Exercise: Return all of the lines below exactly as they are.
_ _ _ _ _ _ _
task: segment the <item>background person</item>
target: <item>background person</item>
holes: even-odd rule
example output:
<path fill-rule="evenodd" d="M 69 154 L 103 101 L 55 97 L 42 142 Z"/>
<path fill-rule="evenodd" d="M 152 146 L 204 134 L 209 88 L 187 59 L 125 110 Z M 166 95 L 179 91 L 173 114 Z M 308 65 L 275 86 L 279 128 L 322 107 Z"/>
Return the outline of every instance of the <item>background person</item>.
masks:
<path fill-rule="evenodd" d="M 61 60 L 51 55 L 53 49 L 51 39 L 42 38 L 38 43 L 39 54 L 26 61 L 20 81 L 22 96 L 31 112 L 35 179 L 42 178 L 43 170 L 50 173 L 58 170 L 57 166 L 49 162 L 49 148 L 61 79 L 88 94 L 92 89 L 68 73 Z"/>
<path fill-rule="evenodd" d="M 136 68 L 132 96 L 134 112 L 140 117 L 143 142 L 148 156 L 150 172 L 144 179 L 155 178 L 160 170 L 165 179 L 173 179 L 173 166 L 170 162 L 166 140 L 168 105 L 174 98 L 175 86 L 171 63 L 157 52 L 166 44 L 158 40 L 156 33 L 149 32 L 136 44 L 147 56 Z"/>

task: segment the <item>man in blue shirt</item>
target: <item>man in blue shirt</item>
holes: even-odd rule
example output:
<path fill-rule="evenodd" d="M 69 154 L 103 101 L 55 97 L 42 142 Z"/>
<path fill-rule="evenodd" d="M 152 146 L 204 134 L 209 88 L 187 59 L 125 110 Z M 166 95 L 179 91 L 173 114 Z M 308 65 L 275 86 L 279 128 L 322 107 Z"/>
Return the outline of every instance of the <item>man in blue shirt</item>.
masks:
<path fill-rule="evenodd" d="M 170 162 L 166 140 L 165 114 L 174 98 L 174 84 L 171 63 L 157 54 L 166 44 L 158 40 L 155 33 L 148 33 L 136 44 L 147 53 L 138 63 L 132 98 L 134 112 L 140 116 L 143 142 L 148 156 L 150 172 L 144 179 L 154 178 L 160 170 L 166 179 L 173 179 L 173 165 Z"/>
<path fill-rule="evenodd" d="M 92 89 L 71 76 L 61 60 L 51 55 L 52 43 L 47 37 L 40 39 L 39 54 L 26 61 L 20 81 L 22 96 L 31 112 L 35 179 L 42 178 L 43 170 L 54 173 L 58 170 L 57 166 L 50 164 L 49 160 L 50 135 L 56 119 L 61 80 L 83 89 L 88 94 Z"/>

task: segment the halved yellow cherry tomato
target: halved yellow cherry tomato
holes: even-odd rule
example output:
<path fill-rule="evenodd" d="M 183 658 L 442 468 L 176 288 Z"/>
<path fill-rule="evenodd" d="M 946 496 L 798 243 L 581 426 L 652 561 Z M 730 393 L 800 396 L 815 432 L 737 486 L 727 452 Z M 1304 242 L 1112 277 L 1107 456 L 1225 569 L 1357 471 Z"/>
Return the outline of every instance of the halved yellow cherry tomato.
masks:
_ _ _ _ _ _ _
Reply:
task: segment the <item>background person</item>
target: <item>background person</item>
holes: even-odd rule
example output:
<path fill-rule="evenodd" d="M 69 154 L 103 101 L 55 97 L 42 142 Z"/>
<path fill-rule="evenodd" d="M 152 146 L 204 134 L 209 88 L 187 59 L 125 110 Z M 166 95 L 179 91 L 173 114 Z M 308 65 L 275 86 L 279 128 L 322 107 Z"/>
Return the outline of every instance of the <item>background person</item>.
masks:
<path fill-rule="evenodd" d="M 61 60 L 51 55 L 53 49 L 51 39 L 42 38 L 38 43 L 39 54 L 26 61 L 20 81 L 22 96 L 31 112 L 35 179 L 42 178 L 43 170 L 50 173 L 58 170 L 57 166 L 49 162 L 49 148 L 61 79 L 88 94 L 92 89 L 68 73 Z"/>
<path fill-rule="evenodd" d="M 136 68 L 132 96 L 134 112 L 140 117 L 143 142 L 148 156 L 150 172 L 144 179 L 155 178 L 160 170 L 165 179 L 173 179 L 173 166 L 170 162 L 166 140 L 168 105 L 174 98 L 175 86 L 171 63 L 157 52 L 166 44 L 158 40 L 156 33 L 149 32 L 136 44 L 147 56 Z"/>

task: segment the <item>man in blue shirt</item>
target: <item>man in blue shirt</item>
holes: even-odd rule
example output:
<path fill-rule="evenodd" d="M 69 154 L 103 101 L 55 97 L 42 142 Z"/>
<path fill-rule="evenodd" d="M 152 146 L 204 134 L 209 88 L 187 59 L 125 110 Z M 166 95 L 179 91 L 173 114 Z M 308 65 L 275 86 L 279 128 L 322 107 Z"/>
Return the outline of every instance of the <item>man in blue shirt</item>.
masks:
<path fill-rule="evenodd" d="M 170 162 L 166 140 L 165 114 L 174 98 L 174 84 L 171 63 L 157 54 L 166 44 L 158 40 L 155 33 L 148 33 L 136 44 L 147 53 L 138 63 L 132 98 L 134 112 L 140 116 L 143 142 L 148 156 L 150 172 L 144 179 L 154 178 L 160 170 L 166 179 L 173 179 L 173 165 Z"/>
<path fill-rule="evenodd" d="M 92 89 L 71 76 L 61 60 L 51 55 L 52 43 L 47 37 L 40 39 L 39 54 L 26 61 L 20 81 L 22 96 L 31 112 L 35 179 L 42 178 L 43 170 L 54 173 L 58 170 L 57 166 L 50 164 L 49 160 L 50 135 L 56 119 L 61 80 L 83 89 L 88 94 Z"/>

task: segment the halved yellow cherry tomato
target: halved yellow cherry tomato
holes: even-odd rule
example output:
<path fill-rule="evenodd" d="M 183 658 L 442 468 L 176 288 Z"/>
<path fill-rule="evenodd" d="M 946 496 L 798 243 L 581 426 L 652 561 Z M 730 393 L 800 396 L 815 432 L 737 486 L 727 452 Z M 1304 242 L 1112 277 L 1107 456 L 1225 569 L 1357 471 Z"/>
Return the outline of every instance of the halved yellow cherry tomato.
masks:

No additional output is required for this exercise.